Tuliskan kembali tanpa perubahan bagian listing di bawah yang diawali baris berisi "Exercise. Point out the folding" dan diakhiri baris berisi "[(328, 187)]", dengan kedua baris batas itu ikut disertakan.

DATA MENTAH ▸
.....

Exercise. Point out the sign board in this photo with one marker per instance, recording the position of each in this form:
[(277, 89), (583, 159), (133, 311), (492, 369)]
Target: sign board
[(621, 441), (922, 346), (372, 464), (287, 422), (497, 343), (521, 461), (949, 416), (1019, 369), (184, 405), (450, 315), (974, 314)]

.....

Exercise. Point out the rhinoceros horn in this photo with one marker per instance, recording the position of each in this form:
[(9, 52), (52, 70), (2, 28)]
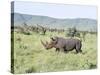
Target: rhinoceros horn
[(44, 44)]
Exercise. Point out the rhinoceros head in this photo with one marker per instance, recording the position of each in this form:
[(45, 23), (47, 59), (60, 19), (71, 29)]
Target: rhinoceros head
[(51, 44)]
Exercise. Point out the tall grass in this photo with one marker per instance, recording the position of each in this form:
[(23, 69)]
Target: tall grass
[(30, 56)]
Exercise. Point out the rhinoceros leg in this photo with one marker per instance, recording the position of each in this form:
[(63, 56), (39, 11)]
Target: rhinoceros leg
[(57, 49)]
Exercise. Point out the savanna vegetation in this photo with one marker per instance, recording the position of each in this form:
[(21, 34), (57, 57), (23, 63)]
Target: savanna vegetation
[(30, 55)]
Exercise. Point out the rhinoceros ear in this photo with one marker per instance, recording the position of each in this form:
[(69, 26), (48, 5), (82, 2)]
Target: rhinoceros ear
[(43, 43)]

.....

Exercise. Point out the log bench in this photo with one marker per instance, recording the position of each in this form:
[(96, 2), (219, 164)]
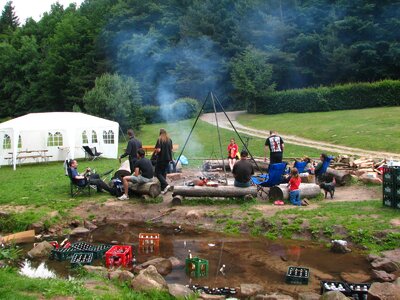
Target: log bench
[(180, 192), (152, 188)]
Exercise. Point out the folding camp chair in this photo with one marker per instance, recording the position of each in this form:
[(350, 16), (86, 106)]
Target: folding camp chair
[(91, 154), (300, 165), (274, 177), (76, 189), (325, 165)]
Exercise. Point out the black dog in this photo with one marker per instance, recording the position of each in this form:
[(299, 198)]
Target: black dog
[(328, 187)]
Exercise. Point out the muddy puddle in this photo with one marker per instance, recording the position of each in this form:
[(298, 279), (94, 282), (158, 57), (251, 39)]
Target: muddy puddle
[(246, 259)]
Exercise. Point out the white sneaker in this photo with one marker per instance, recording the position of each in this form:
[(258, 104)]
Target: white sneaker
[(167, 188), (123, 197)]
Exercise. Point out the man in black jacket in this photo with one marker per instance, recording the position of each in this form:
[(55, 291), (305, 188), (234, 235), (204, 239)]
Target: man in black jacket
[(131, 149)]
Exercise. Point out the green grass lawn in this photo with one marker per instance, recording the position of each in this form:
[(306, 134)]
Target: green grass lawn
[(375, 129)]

.....

TUGAS SELESAI ▸
Exercise. Point out the folding camp chair in this photo with one marker per instance, recording the position of each in this form:
[(350, 16), (86, 106)]
Target: folding camp chair
[(91, 154), (300, 165), (274, 177), (76, 189), (325, 165)]
Exercise. Point out the black dog in this photo with one marker per instance, recording the position of each in this form:
[(299, 198)]
Target: black dog
[(328, 187)]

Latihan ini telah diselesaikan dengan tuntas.